__EXERCISE BRIEF__
Using the entries that follow, state how many lines contain "concrete", with no other words.

Referring expression pointing data
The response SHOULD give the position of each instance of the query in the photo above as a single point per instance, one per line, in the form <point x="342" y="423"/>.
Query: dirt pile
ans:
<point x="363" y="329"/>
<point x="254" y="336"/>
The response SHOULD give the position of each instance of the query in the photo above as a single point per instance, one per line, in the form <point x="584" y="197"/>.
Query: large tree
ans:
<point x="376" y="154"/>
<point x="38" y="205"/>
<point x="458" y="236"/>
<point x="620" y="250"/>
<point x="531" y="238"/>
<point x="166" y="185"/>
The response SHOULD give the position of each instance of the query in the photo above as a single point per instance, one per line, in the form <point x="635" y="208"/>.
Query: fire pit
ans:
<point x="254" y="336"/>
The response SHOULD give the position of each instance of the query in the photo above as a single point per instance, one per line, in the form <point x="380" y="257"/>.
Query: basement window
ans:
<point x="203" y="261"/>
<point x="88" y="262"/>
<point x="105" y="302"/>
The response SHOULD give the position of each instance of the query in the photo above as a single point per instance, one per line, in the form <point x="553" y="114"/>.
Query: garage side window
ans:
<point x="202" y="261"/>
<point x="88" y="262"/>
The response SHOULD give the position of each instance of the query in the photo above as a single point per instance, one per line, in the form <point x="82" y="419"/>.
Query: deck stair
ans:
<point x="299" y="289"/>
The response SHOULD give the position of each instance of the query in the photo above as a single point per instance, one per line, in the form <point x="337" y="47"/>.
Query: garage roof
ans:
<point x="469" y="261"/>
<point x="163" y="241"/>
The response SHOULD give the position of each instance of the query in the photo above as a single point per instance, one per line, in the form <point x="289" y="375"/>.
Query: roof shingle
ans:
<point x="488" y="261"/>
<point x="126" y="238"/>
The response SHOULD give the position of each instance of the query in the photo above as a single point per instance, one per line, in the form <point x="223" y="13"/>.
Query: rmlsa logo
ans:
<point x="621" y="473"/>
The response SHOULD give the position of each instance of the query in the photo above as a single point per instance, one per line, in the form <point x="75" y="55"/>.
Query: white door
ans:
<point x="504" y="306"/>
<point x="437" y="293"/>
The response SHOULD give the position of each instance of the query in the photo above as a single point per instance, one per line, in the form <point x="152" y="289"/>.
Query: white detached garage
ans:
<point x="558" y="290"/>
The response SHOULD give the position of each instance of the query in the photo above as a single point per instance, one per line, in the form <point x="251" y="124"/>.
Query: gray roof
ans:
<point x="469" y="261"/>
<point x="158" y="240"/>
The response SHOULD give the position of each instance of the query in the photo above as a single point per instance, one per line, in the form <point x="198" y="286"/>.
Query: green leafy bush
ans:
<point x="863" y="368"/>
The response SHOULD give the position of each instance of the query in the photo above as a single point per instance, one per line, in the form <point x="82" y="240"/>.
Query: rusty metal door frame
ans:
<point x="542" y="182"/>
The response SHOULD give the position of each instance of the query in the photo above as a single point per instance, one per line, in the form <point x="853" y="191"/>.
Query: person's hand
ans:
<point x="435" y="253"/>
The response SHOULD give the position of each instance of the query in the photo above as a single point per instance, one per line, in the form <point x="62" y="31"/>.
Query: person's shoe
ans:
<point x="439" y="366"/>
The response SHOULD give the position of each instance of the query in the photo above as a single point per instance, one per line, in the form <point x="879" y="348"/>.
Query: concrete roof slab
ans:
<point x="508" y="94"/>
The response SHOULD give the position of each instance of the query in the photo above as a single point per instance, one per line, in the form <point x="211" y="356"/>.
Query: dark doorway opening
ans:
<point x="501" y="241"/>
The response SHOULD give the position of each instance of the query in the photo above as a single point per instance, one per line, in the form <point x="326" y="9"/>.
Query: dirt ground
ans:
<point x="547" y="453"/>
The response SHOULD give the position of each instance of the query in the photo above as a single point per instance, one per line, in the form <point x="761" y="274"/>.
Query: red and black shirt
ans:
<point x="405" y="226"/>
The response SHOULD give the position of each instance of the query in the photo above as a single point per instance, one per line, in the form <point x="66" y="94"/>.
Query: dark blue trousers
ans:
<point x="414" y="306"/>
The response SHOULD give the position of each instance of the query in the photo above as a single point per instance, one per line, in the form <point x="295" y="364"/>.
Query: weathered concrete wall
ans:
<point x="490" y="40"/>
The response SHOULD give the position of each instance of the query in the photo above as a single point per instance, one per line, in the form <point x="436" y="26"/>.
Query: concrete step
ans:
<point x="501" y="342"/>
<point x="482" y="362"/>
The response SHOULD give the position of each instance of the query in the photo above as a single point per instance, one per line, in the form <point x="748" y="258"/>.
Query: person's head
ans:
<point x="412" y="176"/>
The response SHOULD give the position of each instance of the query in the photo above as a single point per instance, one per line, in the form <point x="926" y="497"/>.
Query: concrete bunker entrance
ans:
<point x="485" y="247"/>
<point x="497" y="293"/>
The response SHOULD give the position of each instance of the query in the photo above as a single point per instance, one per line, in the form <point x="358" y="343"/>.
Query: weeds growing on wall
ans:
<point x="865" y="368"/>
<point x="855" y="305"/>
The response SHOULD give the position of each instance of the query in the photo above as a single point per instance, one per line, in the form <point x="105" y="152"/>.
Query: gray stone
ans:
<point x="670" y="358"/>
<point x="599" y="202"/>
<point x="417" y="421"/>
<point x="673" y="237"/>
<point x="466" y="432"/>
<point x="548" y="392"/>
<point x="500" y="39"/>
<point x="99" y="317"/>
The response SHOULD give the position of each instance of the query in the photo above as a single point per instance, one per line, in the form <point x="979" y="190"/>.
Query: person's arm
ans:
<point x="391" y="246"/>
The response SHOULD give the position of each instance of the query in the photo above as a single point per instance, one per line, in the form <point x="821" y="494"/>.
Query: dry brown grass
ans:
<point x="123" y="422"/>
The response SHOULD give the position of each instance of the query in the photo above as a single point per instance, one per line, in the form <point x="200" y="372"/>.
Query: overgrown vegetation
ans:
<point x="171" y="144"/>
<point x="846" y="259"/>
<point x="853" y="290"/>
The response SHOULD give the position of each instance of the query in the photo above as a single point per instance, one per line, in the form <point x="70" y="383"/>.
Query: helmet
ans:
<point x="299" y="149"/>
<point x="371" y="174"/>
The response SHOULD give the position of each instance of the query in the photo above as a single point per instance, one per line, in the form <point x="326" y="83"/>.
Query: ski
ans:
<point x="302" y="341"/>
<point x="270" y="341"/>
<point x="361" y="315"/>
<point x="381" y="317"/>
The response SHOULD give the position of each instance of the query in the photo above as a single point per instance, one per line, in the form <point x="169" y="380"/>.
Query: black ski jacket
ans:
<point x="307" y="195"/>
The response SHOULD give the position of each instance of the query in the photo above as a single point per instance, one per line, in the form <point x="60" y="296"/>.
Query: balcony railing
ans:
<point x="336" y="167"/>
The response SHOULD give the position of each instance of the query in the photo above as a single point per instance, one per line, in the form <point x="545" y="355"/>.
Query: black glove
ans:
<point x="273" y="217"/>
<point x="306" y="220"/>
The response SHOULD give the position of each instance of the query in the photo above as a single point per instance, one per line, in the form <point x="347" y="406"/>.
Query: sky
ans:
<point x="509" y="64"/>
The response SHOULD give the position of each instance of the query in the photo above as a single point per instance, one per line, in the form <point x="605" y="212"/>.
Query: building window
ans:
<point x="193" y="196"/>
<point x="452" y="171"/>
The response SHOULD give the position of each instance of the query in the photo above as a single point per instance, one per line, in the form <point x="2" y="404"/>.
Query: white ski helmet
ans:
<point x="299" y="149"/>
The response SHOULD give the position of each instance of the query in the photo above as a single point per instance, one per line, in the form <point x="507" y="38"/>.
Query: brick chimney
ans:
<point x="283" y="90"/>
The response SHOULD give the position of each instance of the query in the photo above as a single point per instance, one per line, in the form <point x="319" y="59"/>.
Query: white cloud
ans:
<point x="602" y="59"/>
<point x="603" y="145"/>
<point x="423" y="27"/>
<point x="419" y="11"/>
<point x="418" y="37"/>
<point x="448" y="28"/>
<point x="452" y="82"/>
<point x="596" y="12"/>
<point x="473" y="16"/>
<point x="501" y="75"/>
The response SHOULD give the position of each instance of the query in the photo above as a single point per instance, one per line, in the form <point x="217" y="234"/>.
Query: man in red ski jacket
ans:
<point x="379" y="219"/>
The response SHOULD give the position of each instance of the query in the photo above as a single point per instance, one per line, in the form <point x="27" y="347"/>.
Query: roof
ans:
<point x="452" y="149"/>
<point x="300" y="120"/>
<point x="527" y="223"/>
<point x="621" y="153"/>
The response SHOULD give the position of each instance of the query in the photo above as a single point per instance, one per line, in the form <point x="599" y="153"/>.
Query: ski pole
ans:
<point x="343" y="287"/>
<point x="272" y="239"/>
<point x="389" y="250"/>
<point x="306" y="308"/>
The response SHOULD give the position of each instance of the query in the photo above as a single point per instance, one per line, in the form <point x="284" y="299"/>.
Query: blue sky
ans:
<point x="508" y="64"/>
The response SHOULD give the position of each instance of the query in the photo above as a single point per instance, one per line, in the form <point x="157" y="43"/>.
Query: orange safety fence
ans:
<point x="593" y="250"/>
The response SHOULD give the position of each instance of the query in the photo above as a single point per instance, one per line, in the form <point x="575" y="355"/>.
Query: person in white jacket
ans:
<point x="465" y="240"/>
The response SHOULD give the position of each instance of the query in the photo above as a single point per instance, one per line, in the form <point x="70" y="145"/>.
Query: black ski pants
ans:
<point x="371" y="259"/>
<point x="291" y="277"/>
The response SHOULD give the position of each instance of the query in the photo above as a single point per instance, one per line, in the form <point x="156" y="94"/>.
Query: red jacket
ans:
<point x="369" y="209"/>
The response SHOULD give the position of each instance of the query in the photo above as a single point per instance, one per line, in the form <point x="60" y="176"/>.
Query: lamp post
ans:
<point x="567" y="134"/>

__EXERCISE ANSWER__
4